Task — Render every line of the records below as a Markdown table with two columns, Row for the row number and Line for the text, skipping any blank lines. Leave the pictures out of the table.

The input —
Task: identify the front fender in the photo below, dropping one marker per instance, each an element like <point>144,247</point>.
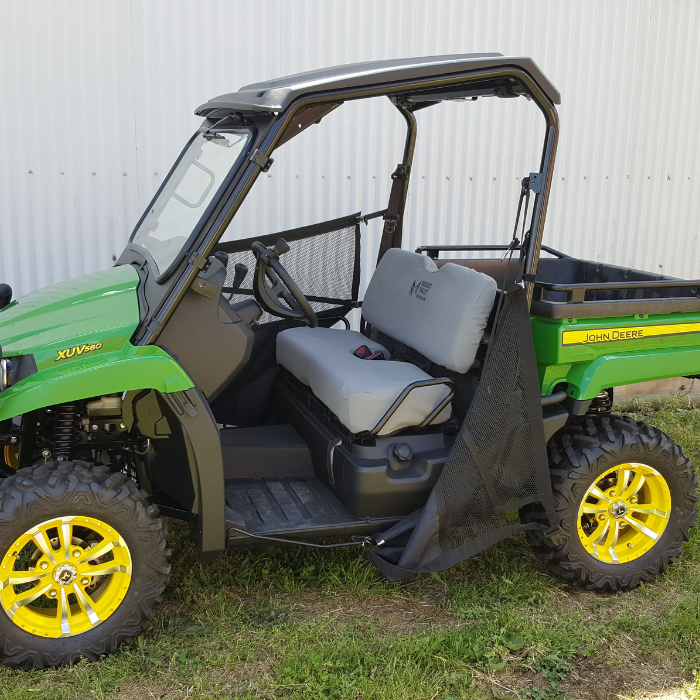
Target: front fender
<point>130,368</point>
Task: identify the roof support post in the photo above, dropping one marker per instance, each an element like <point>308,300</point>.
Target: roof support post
<point>532,255</point>
<point>393,217</point>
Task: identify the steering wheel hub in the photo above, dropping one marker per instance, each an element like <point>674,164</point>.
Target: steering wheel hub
<point>274,288</point>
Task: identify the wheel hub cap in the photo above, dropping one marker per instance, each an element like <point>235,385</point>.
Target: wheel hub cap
<point>618,509</point>
<point>65,576</point>
<point>624,512</point>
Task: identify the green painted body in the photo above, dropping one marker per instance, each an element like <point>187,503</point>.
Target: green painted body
<point>588,368</point>
<point>79,334</point>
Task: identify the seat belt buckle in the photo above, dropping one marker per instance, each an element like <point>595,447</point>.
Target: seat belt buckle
<point>364,353</point>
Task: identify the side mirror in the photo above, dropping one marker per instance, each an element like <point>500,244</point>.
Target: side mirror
<point>5,295</point>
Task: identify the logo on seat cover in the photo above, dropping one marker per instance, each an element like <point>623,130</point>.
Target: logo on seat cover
<point>420,289</point>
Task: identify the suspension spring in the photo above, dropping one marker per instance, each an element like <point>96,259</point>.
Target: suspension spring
<point>65,432</point>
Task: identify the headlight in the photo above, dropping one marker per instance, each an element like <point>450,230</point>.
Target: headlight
<point>7,373</point>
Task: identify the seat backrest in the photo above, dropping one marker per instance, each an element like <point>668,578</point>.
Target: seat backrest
<point>440,312</point>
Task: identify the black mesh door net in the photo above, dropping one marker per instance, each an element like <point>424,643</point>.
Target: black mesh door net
<point>498,463</point>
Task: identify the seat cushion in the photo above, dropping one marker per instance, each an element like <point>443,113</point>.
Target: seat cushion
<point>359,392</point>
<point>440,312</point>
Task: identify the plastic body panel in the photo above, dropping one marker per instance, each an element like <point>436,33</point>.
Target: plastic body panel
<point>365,477</point>
<point>587,368</point>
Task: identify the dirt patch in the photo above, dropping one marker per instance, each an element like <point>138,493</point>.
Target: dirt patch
<point>220,682</point>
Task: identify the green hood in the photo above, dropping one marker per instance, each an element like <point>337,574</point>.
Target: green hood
<point>86,316</point>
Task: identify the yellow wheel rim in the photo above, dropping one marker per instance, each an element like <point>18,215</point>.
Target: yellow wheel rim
<point>11,454</point>
<point>64,576</point>
<point>624,513</point>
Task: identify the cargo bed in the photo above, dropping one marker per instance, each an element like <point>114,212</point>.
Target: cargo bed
<point>567,287</point>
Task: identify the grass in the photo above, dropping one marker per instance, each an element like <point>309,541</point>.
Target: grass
<point>299,623</point>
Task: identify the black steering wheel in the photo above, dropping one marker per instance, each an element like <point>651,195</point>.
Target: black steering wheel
<point>274,288</point>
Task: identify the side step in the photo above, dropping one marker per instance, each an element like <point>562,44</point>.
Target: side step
<point>290,507</point>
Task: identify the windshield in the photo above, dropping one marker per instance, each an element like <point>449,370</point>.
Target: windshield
<point>186,195</point>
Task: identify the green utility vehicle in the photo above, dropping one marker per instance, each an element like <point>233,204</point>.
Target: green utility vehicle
<point>220,382</point>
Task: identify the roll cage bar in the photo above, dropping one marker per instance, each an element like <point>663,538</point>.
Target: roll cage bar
<point>276,104</point>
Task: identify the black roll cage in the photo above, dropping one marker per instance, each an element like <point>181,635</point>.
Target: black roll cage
<point>211,230</point>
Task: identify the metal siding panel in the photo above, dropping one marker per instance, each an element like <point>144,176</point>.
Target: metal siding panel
<point>109,88</point>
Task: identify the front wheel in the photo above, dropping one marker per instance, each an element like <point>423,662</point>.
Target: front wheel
<point>625,499</point>
<point>83,561</point>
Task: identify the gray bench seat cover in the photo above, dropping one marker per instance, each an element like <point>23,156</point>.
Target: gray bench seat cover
<point>440,312</point>
<point>359,392</point>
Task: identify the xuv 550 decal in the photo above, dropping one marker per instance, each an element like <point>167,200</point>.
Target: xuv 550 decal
<point>77,350</point>
<point>611,335</point>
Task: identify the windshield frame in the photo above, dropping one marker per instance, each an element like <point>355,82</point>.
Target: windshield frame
<point>161,276</point>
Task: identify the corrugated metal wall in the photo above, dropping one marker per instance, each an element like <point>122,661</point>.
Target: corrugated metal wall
<point>96,100</point>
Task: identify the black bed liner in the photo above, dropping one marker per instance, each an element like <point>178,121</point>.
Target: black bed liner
<point>567,287</point>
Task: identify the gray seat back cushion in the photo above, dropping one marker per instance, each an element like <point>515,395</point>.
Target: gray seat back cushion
<point>440,312</point>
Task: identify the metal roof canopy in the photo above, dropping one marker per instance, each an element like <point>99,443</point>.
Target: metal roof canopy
<point>276,95</point>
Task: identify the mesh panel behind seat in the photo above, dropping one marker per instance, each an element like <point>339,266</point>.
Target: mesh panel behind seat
<point>492,466</point>
<point>324,260</point>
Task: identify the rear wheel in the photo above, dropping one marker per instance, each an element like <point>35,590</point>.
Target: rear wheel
<point>83,561</point>
<point>625,499</point>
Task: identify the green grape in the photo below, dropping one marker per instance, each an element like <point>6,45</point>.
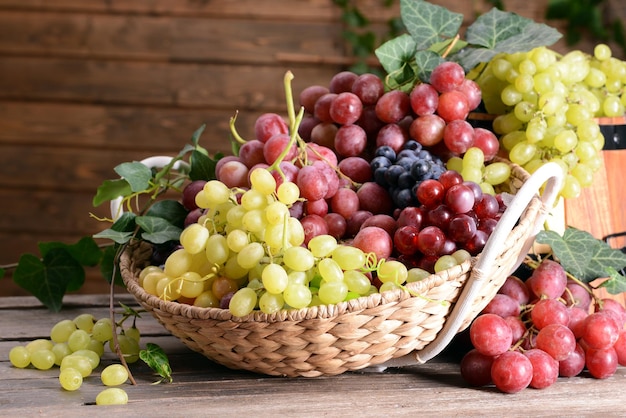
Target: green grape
<point>86,321</point>
<point>332,292</point>
<point>270,303</point>
<point>92,356</point>
<point>275,278</point>
<point>128,346</point>
<point>348,257</point>
<point>62,330</point>
<point>263,181</point>
<point>297,295</point>
<point>102,330</point>
<point>254,220</point>
<point>250,255</point>
<point>60,350</point>
<point>602,52</point>
<point>276,213</point>
<point>288,193</point>
<point>296,232</point>
<point>42,359</point>
<point>522,152</point>
<point>445,262</point>
<point>254,199</point>
<point>298,259</point>
<point>416,274</point>
<point>114,375</point>
<point>70,379</point>
<point>217,251</point>
<point>78,340</point>
<point>473,157</point>
<point>236,240</point>
<point>217,193</point>
<point>330,270</point>
<point>357,282</point>
<point>96,346</point>
<point>392,271</point>
<point>233,270</point>
<point>178,262</point>
<point>19,356</point>
<point>322,245</point>
<point>39,344</point>
<point>207,299</point>
<point>150,282</point>
<point>80,363</point>
<point>243,302</point>
<point>235,215</point>
<point>565,141</point>
<point>194,238</point>
<point>112,396</point>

Solution —
| Row | Line |
|---|---|
| 1 | Task: identify the front fender in the photo below, dropping one marker per instance, each an element like <point>144,247</point>. |
| 2 | Target: front fender |
| 3 | <point>130,368</point> |
| 4 | Task: identify the roof support post in the photo above, dropping one marker per instance, each an element like <point>308,300</point>. |
| 5 | Target: roof support post |
| 6 | <point>532,255</point> |
| 7 | <point>393,217</point> |
| 8 | Task: identify the steering wheel hub in the photo above, dropping one marker per instance, each an element like <point>674,164</point>. |
| 9 | Target: steering wheel hub |
| 10 | <point>274,288</point> |
| 11 | Task: identify the wheel hub cap in the photo above, dropping one marker per instance, each an element like <point>235,385</point>. |
| 12 | Target: wheel hub cap |
| 13 | <point>618,509</point> |
| 14 | <point>65,576</point> |
| 15 | <point>624,512</point> |
| 16 | Task: identify the green painted body in the photo above, dropping one marker per instance, each an element like <point>187,503</point>. |
| 17 | Target: green painted body |
| 18 | <point>588,368</point> |
| 19 | <point>79,334</point> |
| 20 | Task: identify the seat belt buckle in the photo above, dropping one marker per instance, each an element like <point>595,447</point>. |
| 21 | Target: seat belt buckle |
| 22 | <point>364,353</point> |
| 23 | Task: identify the side mirror in the photo above, dropping one marker per instance, each an element like <point>500,244</point>. |
| 24 | Target: side mirror |
| 25 | <point>5,295</point> |
| 26 | Task: identify the logo on seat cover in the photo above, dropping one marker per instance, each an element like <point>623,130</point>. |
| 27 | Target: logo on seat cover |
| 28 | <point>420,289</point> |
| 29 | Task: identify the suspension spring in the photo above, dropping one marker per instance, each an element like <point>96,259</point>. |
| 30 | Target: suspension spring |
| 31 | <point>65,432</point> |
| 32 | Task: identify the headlight in the photo above, dropping one marker per instance, each an element like <point>450,230</point>. |
| 33 | Target: headlight |
| 34 | <point>7,373</point> |
| 35 | Task: identify the seat backrest in the photo above, dropping one marker per instance, each an element like <point>668,578</point>. |
| 36 | Target: seat backrest |
| 37 | <point>440,312</point> |
| 38 | Task: identify the black mesh door net in the photo above, dropping one marker per instance, each an element like <point>424,643</point>. |
| 39 | Target: black mesh door net |
| 40 | <point>498,463</point> |
| 41 | Task: identify the seat cushion in the photo above, dropping one marker per instance, each an element like <point>443,113</point>. |
| 42 | Target: seat cushion |
| 43 | <point>359,392</point> |
| 44 | <point>440,312</point> |
| 45 | Task: identify the plastic body panel in the photo above, dropping one marker per instance, each an element like <point>436,33</point>. |
| 46 | Target: plastic body panel |
| 47 | <point>365,477</point> |
| 48 | <point>587,368</point> |
| 49 | Task: identify the dirt patch in the photo above, dropping one marker per instance, each an element like <point>138,493</point>. |
| 50 | Target: dirt patch |
| 51 | <point>220,682</point> |
| 52 | Task: identify the green hood in the photo above, dropping one marker per instance, each an element like <point>337,574</point>. |
| 53 | Target: green hood |
| 54 | <point>86,316</point> |
| 55 | Task: identify the yellow wheel rim in the photo above, dropping one marker per instance, each an element like <point>18,215</point>. |
| 56 | Target: yellow wheel rim |
| 57 | <point>11,454</point> |
| 58 | <point>64,576</point> |
| 59 | <point>624,513</point> |
| 60 | Task: identify the cargo bed in the photo above, dropping one marker per instance, each an element like <point>114,212</point>. |
| 61 | Target: cargo bed |
| 62 | <point>567,287</point> |
| 63 | Task: identify the grass in the photo above, dropping one marker per instance, each an element like <point>309,541</point>. |
| 64 | Target: grass |
| 65 | <point>299,623</point> |
| 66 | Task: identify the black steering wheel in the photo above, dropping one marker per instance, each an element like <point>651,195</point>. |
| 67 | Target: black steering wheel |
| 68 | <point>274,288</point> |
| 69 | Task: identify the side step in the photo above, dropping one marker per instance, each an element like <point>562,44</point>. |
| 70 | Target: side step |
| 71 | <point>290,507</point> |
| 72 | Task: identify the windshield in the photo above, dropping one marker per instance, each an element like <point>449,370</point>. |
| 73 | Target: windshield |
| 74 | <point>186,195</point> |
| 75 | Task: identify the green utility vehicle in the photo above, dropping one marker per instance, each an element like <point>233,204</point>. |
| 76 | Target: green utility vehicle |
| 77 | <point>220,382</point> |
| 78 | Task: identify the roll cage bar in the photo above, dropping one marker per instance, each an element like <point>663,538</point>. |
| 79 | Target: roll cage bar |
| 80 | <point>276,104</point> |
| 81 | Task: identify the black roll cage in the photo above, dropping one marker per instance, each an element like <point>181,635</point>. |
| 82 | Target: black roll cage |
| 83 | <point>211,230</point> |
| 84 | Task: identify the metal siding panel in the photo above, dropping one marker per instance, each an element like <point>144,176</point>. |
| 85 | Target: metal siding panel |
| 86 | <point>109,88</point> |
| 87 | Task: identify the front wheel in the photo above, dropping one marker per instance, each an element like <point>423,662</point>. |
| 88 | Target: front wheel |
| 89 | <point>625,499</point> |
| 90 | <point>83,561</point> |
| 91 | Task: identify the gray bench seat cover in the photo above, dropping one marker per instance, each an element like <point>23,156</point>. |
| 92 | Target: gray bench seat cover |
| 93 | <point>440,312</point> |
| 94 | <point>359,392</point> |
| 95 | Task: identify the xuv 550 decal in the photo above, dropping one marker per instance, each an element like <point>167,200</point>. |
| 96 | Target: xuv 550 decal |
| 97 | <point>77,350</point> |
| 98 | <point>611,335</point> |
| 99 | Task: identify the windshield frame in the photo above, dropping one marker per instance, each an element like <point>355,82</point>. |
| 100 | Target: windshield frame |
| 101 | <point>161,276</point> |
| 102 | Task: identify the corrugated metal wall in the photo above, dropping one marker per instance, each an element like <point>122,661</point>. |
| 103 | Target: corrugated metal wall |
| 104 | <point>96,100</point> |
| 105 | Task: identify the black bed liner in the photo above, dropping one marker per instance, each an element like <point>178,121</point>. |
| 106 | Target: black bed liner |
| 107 | <point>567,287</point> |
| 108 | Task: identify the gray seat back cushion in the photo above, dropping one marker per instance, each an element like <point>515,395</point>. |
| 109 | Target: gray seat back cushion |
| 110 | <point>440,312</point> |
| 111 | Task: identify the metal roof canopy in the photo above, dropping one marker per instance, each an element like <point>99,443</point>. |
| 112 | Target: metal roof canopy |
| 113 | <point>276,95</point> |
| 114 | Task: identify the mesh panel behind seat in the photo above, dropping one marker per instance, each an element like <point>339,266</point>. |
| 115 | Target: mesh panel behind seat |
| 116 | <point>492,466</point> |
| 117 | <point>324,260</point> |
| 118 | Task: identify the rear wheel in the photo above, dropping one marker per instance, each an element like <point>35,590</point>. |
| 119 | Target: rear wheel |
| 120 | <point>83,561</point> |
| 121 | <point>625,499</point> |
| 122 | Task: identify the green grape in the photo below, dropping one marker per instance, each an element like <point>6,45</point>. |
| 123 | Target: green grape |
| 124 | <point>86,321</point> |
| 125 | <point>332,292</point> |
| 126 | <point>270,303</point> |
| 127 | <point>92,356</point> |
| 128 | <point>275,278</point> |
| 129 | <point>128,346</point> |
| 130 | <point>348,257</point> |
| 131 | <point>62,330</point> |
| 132 | <point>263,181</point> |
| 133 | <point>297,295</point> |
| 134 | <point>102,330</point> |
| 135 | <point>254,220</point> |
| 136 | <point>250,255</point> |
| 137 | <point>60,350</point> |
| 138 | <point>602,52</point> |
| 139 | <point>276,213</point> |
| 140 | <point>288,193</point> |
| 141 | <point>296,232</point> |
| 142 | <point>42,359</point> |
| 143 | <point>522,152</point> |
| 144 | <point>445,262</point> |
| 145 | <point>254,199</point> |
| 146 | <point>298,259</point> |
| 147 | <point>416,274</point> |
| 148 | <point>114,375</point> |
| 149 | <point>70,379</point> |
| 150 | <point>217,251</point> |
| 151 | <point>78,340</point> |
| 152 | <point>473,157</point> |
| 153 | <point>236,240</point> |
| 154 | <point>217,193</point> |
| 155 | <point>330,270</point> |
| 156 | <point>357,282</point> |
| 157 | <point>96,346</point> |
| 158 | <point>392,271</point> |
| 159 | <point>233,270</point> |
| 160 | <point>178,262</point> |
| 161 | <point>19,356</point> |
| 162 | <point>322,245</point> |
| 163 | <point>39,344</point> |
| 164 | <point>207,299</point> |
| 165 | <point>150,282</point> |
| 166 | <point>80,363</point> |
| 167 | <point>243,302</point> |
| 168 | <point>235,215</point> |
| 169 | <point>565,141</point> |
| 170 | <point>194,238</point> |
| 171 | <point>112,396</point> |